• **Selected extract**
WASHINGTON — For a teenager from a Puerto Rican family struggling upward from the public housing projects of the Bronx, Princeton University in 1972 was a foreign land. "I felt isolated from all I had ever known," she said later, and the low grade she got on one of her first papers drove home the point -- sending her flying to get remedial help.
Four years later, Sonia Maria Sotomayor won the Pyne Prize, the highest honor awarded a Princeton undergraduate. Three years after that, she was the editor of the Yale Law Journal.
Born amid poverty, raised by her mother after her father died when she was a child, diagnosed with juvenile diabetes, the first Latino ever nominated to the Supreme Court has a life story that embodies some of the nation's most enduring values.
"The kid who didn't know how to write her first semester was honored for her academic excellence and commitment to university service with that award," she said in 2002. "In my years there, Princeton taught me that people of color could not only survive there, but that we could flourish and succeed."
As President Obama began sifting through possible choices for his first nomination to the high court, he announced that intellectual distinction would be important, but so would a capacity for empathy -- an ability to apply the lessons of experience to abstruse legal issues that could touch the lives of ordinary people.
On that basis, it's not hard to see how he settled on Sotomayor. In many ways, her life echoes the president's own. Like Obama, she was raised by a single mother. And as Obama said in nominating her Tuesday, "she has never forgotten where she began, never lost touch with the community that supported her."
Sotomayor, 54, is poised to succeed beyond even her wildest hopes in 1972. At that time, the high court was the province of white males. Even now, if she is confirmed by the Senate, she would become only the third woman and the third minority to serve as a justice.
Described as warm, humble and unassuming, with little inclination to promote herself, Sotomayor beat out several more established candidates for the court. "She's not someone who has risen up to a place of power and surrounds herself with other people of power," said Julia Tarver Mason, a former clerk.
As both a district court judge and on the appeals court, Sotomayor made a conspicuous effort to reach out to clerks, secretaries -- every worker in the courthouse.

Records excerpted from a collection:
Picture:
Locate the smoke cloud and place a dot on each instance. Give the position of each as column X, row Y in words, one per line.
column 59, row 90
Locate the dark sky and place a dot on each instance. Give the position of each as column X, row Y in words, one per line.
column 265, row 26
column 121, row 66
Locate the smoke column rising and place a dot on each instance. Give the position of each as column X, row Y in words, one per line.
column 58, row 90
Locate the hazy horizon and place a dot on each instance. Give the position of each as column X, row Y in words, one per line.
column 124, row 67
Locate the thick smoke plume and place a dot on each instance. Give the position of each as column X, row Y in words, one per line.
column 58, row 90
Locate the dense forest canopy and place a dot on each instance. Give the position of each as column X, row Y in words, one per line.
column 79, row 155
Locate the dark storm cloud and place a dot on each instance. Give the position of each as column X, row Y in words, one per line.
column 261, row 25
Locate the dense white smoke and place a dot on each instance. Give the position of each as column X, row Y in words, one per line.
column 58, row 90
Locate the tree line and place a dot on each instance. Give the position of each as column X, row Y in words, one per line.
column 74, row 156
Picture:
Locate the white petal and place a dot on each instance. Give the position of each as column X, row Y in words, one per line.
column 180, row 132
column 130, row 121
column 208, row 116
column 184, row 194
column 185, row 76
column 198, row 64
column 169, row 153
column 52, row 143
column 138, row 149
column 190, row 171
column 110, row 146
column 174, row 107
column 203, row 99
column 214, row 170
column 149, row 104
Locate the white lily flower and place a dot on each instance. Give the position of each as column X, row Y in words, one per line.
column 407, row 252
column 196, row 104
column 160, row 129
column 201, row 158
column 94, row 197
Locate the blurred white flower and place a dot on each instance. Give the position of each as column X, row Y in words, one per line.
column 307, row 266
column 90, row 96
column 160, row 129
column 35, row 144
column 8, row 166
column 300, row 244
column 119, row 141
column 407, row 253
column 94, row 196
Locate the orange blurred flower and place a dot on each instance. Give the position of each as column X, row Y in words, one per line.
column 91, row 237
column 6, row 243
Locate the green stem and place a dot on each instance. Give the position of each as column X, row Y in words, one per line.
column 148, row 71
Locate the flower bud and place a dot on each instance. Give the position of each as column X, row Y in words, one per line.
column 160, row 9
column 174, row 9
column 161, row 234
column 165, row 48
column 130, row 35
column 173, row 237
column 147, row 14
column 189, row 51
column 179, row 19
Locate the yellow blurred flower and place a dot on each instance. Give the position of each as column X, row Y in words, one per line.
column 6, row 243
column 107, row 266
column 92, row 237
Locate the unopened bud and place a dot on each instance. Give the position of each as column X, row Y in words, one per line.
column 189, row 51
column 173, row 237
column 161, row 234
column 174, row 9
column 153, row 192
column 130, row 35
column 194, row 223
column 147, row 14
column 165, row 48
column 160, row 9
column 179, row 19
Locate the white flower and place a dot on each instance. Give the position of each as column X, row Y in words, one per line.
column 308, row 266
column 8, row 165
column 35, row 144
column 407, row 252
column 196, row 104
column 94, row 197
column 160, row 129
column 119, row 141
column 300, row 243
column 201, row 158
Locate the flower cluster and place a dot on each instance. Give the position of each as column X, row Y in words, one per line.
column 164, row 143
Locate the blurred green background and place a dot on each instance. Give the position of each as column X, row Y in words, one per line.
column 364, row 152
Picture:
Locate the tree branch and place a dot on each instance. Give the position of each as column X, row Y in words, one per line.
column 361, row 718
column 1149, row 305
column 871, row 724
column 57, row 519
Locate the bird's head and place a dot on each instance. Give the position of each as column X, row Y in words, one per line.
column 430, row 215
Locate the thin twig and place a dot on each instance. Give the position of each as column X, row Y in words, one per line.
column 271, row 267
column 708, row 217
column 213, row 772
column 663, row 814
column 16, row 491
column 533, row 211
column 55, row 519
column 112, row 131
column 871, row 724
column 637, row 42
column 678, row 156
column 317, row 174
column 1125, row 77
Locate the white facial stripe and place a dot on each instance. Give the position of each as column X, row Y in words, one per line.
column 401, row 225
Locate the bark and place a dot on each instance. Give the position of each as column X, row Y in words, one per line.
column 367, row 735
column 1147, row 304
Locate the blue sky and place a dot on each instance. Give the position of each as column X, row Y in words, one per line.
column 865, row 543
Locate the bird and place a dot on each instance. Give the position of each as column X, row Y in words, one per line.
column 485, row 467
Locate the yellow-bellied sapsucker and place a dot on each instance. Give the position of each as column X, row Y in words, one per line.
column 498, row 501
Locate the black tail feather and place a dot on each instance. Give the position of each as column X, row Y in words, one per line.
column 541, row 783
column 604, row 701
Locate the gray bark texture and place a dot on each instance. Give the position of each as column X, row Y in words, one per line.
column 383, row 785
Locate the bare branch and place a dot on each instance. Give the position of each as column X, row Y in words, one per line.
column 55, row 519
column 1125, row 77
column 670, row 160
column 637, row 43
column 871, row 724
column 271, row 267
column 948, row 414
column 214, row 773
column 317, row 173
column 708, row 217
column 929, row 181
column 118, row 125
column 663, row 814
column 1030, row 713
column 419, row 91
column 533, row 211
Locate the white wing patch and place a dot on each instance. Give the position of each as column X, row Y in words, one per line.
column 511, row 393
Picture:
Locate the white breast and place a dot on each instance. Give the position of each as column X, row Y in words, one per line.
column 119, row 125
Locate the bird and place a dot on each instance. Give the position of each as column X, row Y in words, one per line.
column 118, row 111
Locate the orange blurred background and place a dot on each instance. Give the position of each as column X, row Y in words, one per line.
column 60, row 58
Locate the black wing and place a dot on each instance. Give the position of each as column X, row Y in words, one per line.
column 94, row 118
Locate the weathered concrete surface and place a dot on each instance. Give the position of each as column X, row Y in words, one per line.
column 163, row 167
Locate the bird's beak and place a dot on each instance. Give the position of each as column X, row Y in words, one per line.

• **Action item A**
Decide whether each statement agrees with the Sotomayor profile: (i) Sotomayor won the Pyne Prize four years after her arrival at Princeton; (ii) Sotomayor was raised by her father after her mother died; (iii) if confirmed, Sotomayor would be the first woman to serve as a justice. For each, answer yes or no and quote the words of the profile that settle it.
• **Action item B**
Print the Sotomayor profile from "Four years later, Sonia" up to and including "Yale Law Journal.".
These records are separate material, unrelated to the Sotomayor profile.

• **Task solution A**
(i) Yes: "Four years later, Sonia Maria Sotomayor won the Pyne Prize, the highest honor awarded a Princeton undergraduate."
(ii) No: "raised by her mother after her father died when she was a child"
(iii) No: "she would become only the third woman and the third minority to serve as a justice"

• **Task solution B**
Four years later, Sonia Maria Sotomayor won the Pyne Prize, the highest honor awarded a Princeton undergraduate. Three years after that, she was the editor of the Yale Law Journal.